### Seu objetivo
Por favor, transcreva fielmente, do texto sobre o acordo comercial entre Brasil e Peru, o trecho que começa em "Rittner em seu" e termina em "os dois países.", incluindo essas palavras.

### Texto fornecido

A participação do Acre nesse mercado é muito insignificante. Conforme demostrado no gráfico abaixo, nossa melhor participação no saldo das exportações com o país vizinho, ocorreu em 2018, com pouco mais de 2,14% dos US$ 341 mil auferidos.
Rittner em seu artigo cita que, ainda no governo Dilma, Brasil e Peru firmaram um tratado de ampliação do livre comércio, em abril de 2016. Prossegue dizendo que longe de ter elementos ideológicos ou partidários, o acordo foi posteriormente defendido com vigor pelos governos Michel Temer e Jair Bolsonaro – o que, de resto, só evidencia sua relevância para o fortalecimento das relações econômicas entre os dois países.
Relata o articulista que o Congresso Nacional já aprovou o tratado e ele está à espera de promulgação. Porém, afirma que de nada adianta, no entanto, a assinatura presidencial neste momento, pois, para ter validade, o acordo precisa de aval também do Legislativo peruano. Acontece que, quase seis anos depois de firmado, ele praticamente não caminhou do lado de lá da fronteira.
Rittner destaca que esse acordo de ampliação econômico-comercial abrange três grandes áreas: facilitação de investimentos, compras governamentais e serviços. Para ele, o novo acordo traz um grau de liberalização que atualiza o antigo tratado de livre-comércio Brasil-Peru, de 2005, para o que existe de mais moderno hoje em matéria de abertura. Deixa de ser algo defasado e passa a ter normas que estimulam bons negócios.
O articulista esclarece que a América do Sul se transformou em uma região quase 100% isenta da cobrança de tarifas de importação para os produtos brasileiros. Esse fenômeno se deve a uma rede de acordos costurados desde a década de 1990, que foi eliminando aos poucos as alíquotas existentes para a entrada de bens “made in Brazil” nos países vizinhos. Mas esclarece que não basta mais tarifa zero para um relacionamento econômico e comercial de peso. “Ele depende do intercâmbio em serviços, de liberdade para investir, menos restrições para a participação em contratações públicas do outro país. Requer derrubada das barreiras técnicas, solução rápida de disputas, tratamento “nacional” a empresas de fora”.

### Dados fornecidos
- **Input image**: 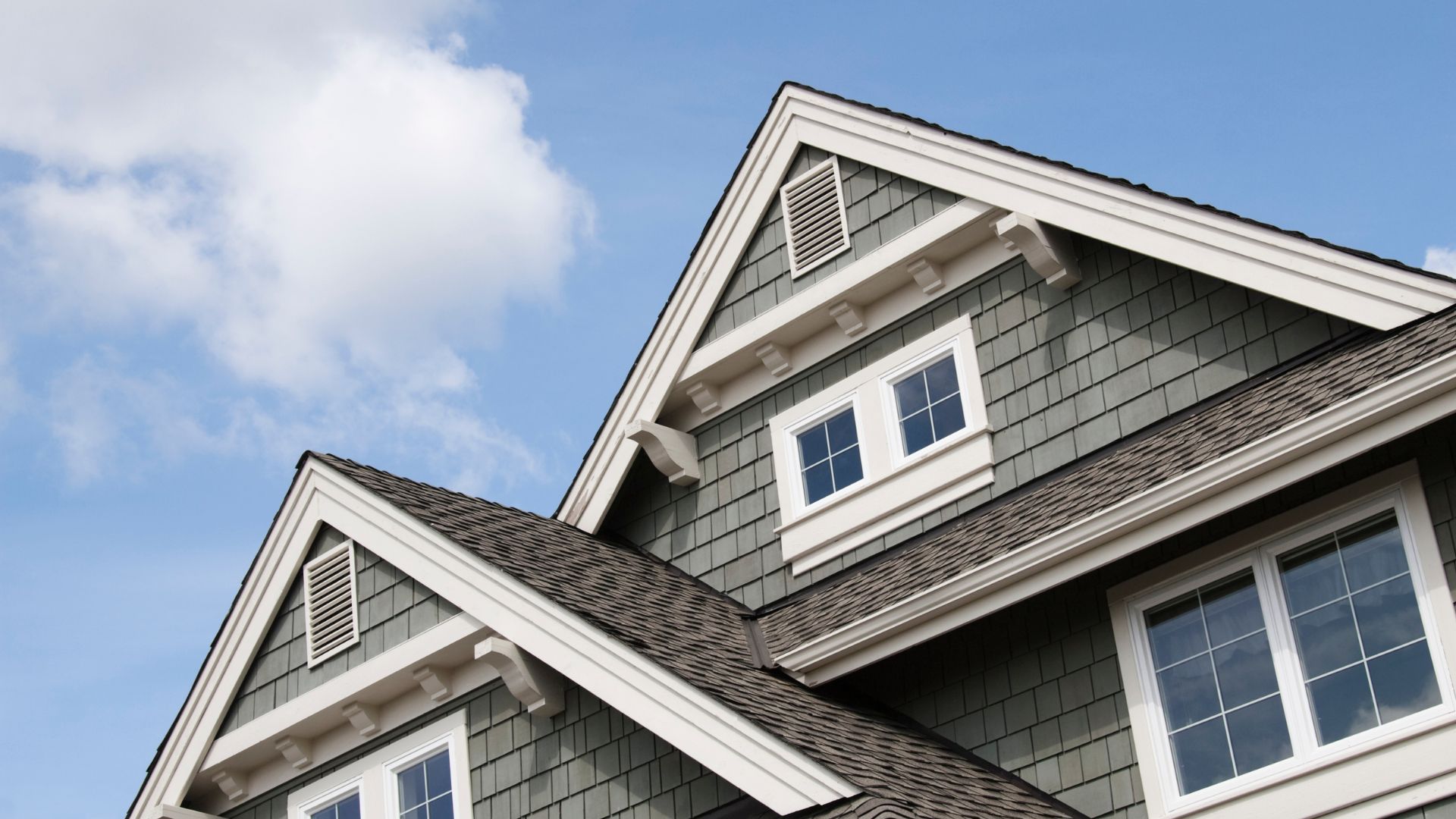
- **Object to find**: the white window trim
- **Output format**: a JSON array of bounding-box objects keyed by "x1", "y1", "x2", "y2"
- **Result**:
[
  {"x1": 786, "y1": 392, "x2": 869, "y2": 516},
  {"x1": 300, "y1": 538, "x2": 359, "y2": 669},
  {"x1": 769, "y1": 316, "x2": 993, "y2": 574},
  {"x1": 779, "y1": 156, "x2": 850, "y2": 278},
  {"x1": 1108, "y1": 463, "x2": 1456, "y2": 819},
  {"x1": 288, "y1": 708, "x2": 472, "y2": 819},
  {"x1": 880, "y1": 337, "x2": 986, "y2": 469}
]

### Resposta da tarefa
Rittner em seu artigo cita que, ainda no governo Dilma, Brasil e Peru firmaram um tratado de ampliação do livre comércio, em abril de 2016. Prossegue dizendo que longe de ter elementos ideológicos ou partidários, o acordo foi posteriormente defendido com vigor pelos governos Michel Temer e Jair Bolsonaro – o que, de resto, só evidencia sua relevância para o fortalecimento das relações econômicas entre os dois países.